BEGIN EXCERPT

Novo’s Q3 2025 results are the most recent available report, so we’ll compare year-over-year Q3 sales growth from 2021 through 2025.
Novo’s Q3 Sales Growth by Year
- 2021: 15%
- 2022: 28%
- 2023: 29%
- 2024: 21%
- 2025: 5%
After accelerating through 2023, sales growth collapsed to just 5% in Q3 2025. The critical inflection point came in November 2023, when the FDA approved Eli Lilly and Company’s (NYSE: LLY) weight-loss drug Zepbound (tirzepatide). That approval helped drive Lilly’s total sales growth of 54% in Q3 2025, a stark contrast with Novo’s 5% result.
By February 2025, Lilly had overtaken Novo in U.S. market share for incretin analogs, according to slide 10 of Lilly’s Q3 presentation. “Incretin analogs” is a broad term for GLP-1 and related drugs. Since then, Lilly’s lead has widened, in part because injectable tirzepatide produces roughly 50% greater weight loss than injectable semaglutide. Novo’s newly approved oral option may help the company regain momentum.
NVO’s Pill: Potential First-Mover and Efficacy Advantages Over LLY
Oral weight-loss drugs have become a new battleground between Novo and Lilly. Both companies are targeting patients who prefer to avoid injections; oral formulations can also lower manufacturing costs and improve long-term adherence. Novo’s oral Wegovy gives it several advantages.

END EXCERPT

Continue the Novo and Lilly sales text from its final sentence, "Novo’s oral Wegovy gives it several advantages." The lines that come next are drawn from a separate source and have no connection to the text about Novo and Lilly.

BEGIN PROVIDED INFORMATION

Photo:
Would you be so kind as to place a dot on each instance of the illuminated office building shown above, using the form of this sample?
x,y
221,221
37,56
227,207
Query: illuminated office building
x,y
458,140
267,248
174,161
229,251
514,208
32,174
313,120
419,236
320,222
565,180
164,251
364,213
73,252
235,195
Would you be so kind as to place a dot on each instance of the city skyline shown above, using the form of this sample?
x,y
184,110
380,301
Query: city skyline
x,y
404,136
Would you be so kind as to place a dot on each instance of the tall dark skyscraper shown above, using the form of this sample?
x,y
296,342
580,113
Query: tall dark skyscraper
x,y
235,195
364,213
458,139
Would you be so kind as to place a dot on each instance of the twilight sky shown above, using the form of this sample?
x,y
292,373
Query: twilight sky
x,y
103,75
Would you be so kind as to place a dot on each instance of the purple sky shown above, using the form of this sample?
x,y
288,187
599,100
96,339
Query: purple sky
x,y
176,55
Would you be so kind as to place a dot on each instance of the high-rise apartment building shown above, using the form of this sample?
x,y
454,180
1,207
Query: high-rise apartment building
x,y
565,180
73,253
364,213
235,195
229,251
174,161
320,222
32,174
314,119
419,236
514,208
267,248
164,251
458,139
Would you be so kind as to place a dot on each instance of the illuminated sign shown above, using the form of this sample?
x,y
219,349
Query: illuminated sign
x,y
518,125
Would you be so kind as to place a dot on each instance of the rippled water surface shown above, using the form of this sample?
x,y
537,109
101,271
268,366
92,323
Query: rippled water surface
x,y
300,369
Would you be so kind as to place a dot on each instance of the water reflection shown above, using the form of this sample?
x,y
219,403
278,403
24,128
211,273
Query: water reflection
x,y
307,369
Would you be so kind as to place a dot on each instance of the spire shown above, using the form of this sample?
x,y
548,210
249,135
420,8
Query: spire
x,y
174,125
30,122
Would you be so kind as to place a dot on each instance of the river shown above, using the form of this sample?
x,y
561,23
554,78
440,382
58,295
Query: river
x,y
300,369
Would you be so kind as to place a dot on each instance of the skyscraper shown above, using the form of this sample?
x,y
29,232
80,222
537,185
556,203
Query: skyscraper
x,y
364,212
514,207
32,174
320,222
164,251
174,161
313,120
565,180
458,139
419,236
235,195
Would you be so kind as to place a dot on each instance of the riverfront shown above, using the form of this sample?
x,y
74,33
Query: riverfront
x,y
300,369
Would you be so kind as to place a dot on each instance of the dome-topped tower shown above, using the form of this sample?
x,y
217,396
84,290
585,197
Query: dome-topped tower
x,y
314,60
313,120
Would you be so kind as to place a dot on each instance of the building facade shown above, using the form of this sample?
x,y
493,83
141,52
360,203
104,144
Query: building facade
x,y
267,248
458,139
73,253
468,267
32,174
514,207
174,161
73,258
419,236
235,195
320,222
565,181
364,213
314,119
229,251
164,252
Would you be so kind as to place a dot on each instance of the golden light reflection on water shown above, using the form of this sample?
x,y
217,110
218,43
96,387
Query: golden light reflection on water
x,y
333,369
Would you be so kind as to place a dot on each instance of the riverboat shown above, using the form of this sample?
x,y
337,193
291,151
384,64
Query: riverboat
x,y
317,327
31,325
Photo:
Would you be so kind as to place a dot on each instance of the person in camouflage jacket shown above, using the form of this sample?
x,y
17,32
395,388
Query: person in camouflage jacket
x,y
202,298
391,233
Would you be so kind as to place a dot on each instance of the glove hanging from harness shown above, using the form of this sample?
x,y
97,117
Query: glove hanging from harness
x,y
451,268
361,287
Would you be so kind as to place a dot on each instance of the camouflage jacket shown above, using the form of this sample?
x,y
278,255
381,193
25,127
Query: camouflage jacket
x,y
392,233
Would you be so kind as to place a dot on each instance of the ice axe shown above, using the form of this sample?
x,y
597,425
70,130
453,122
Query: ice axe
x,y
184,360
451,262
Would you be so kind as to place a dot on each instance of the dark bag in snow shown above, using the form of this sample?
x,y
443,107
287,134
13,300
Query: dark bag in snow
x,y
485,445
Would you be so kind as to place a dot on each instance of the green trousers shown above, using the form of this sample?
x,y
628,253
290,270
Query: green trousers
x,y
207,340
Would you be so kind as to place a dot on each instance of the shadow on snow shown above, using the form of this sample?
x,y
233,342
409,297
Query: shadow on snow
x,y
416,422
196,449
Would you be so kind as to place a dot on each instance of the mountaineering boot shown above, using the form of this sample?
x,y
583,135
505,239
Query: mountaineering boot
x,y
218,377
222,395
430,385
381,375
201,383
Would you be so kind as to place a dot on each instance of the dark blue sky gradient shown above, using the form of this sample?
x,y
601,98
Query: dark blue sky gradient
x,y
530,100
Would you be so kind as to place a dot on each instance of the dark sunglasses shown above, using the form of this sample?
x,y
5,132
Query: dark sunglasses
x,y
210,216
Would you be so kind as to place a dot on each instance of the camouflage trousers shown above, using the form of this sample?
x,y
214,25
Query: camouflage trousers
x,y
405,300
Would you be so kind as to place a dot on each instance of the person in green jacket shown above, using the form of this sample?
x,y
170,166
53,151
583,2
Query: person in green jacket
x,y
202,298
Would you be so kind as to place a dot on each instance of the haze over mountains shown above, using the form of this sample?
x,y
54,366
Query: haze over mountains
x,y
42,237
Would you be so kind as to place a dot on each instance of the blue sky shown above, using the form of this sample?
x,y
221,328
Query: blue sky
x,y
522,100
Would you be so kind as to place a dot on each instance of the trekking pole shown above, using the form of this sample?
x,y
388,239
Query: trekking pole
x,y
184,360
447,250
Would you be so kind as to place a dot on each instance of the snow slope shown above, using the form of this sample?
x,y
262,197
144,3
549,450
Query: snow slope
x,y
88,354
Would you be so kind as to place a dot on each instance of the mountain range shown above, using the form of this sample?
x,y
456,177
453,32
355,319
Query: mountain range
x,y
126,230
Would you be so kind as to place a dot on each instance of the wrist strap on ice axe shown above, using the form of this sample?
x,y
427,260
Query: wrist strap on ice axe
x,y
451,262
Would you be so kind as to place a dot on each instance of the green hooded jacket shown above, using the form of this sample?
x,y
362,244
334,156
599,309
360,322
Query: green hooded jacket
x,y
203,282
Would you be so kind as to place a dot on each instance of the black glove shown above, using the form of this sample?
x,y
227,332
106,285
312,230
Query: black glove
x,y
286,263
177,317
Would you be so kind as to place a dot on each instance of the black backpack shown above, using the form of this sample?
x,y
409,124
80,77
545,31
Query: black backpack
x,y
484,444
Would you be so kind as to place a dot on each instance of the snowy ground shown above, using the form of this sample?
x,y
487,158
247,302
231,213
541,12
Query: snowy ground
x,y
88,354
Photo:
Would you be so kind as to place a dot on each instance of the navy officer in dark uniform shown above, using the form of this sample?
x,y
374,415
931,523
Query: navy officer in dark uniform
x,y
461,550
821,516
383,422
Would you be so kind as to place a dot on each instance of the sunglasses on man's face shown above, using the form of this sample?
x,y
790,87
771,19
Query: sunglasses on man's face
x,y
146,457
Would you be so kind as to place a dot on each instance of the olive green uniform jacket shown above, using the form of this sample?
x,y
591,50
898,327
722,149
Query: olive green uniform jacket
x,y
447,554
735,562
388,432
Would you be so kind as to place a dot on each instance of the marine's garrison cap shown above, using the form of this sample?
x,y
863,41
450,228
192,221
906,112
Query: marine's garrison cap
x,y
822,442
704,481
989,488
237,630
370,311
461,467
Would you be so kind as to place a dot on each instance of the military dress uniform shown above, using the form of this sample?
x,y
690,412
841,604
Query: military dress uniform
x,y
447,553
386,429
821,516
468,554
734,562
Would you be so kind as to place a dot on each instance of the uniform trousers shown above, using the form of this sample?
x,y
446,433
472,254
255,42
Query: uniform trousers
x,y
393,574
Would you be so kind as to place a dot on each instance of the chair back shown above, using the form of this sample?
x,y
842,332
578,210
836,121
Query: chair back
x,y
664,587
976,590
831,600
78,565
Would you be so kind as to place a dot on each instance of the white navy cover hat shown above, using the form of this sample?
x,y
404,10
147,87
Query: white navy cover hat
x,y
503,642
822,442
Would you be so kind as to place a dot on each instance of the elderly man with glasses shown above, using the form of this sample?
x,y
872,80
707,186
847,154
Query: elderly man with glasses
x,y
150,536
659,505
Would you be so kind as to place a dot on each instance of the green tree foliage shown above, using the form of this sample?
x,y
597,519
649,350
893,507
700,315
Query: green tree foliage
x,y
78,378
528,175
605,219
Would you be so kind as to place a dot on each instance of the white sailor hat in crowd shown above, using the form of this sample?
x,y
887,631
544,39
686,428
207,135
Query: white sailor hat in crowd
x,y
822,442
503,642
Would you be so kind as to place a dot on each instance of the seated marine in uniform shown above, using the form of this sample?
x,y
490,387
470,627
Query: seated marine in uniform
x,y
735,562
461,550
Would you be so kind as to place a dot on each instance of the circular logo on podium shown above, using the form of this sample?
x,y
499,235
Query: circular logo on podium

END PROVIDED INFORMATION

◆ EXERCISE RESULT ◆
First, Novo has a head start: the company expects to begin selling the pill in January 2026. Lilly’s oral candidate, orforglipron, is not yet approved; most analysts expect FDA clearance no earlier than late March 2026. That window could give Novo several months to build share among oral GLP-1 patients.
Efficacy data also favor Novo. Novo’s oral Wegovy showed an average weight loss of 16.6% after 64 weeks in its trial, compared with Lilly’s reported 12.4% average weight loss for orforglipron after 72 weeks in its study (Lilly release).
Adjusting for placebo response and treatment discontinuations narrows the gap—adjusted figures are roughly 11.2% for oral Wegovy versus about 9.1% for orforglipron. Still, oral Wegovy achieved greater weight loss in a shorter time frame, which could encourage both patients and physicians to favor Novo’s pill even after Lilly’s product reaches the market.
What FDA Approval of the Wegovy Pill Changes for 2026
Novo urgently needs a product to reaccelerate growth, and oral Wegovy could be that catalyst. With the stock down sharply in 2025, a solid rebound in 2026 would not be surprising if uptake is strong.
Long-term success, however, depends on continued innovation. One late-stage pipeline candidate, CagriSema, produced average weight loss of 22.7% at 68 weeks and could materially bolster Novo’s position if approved.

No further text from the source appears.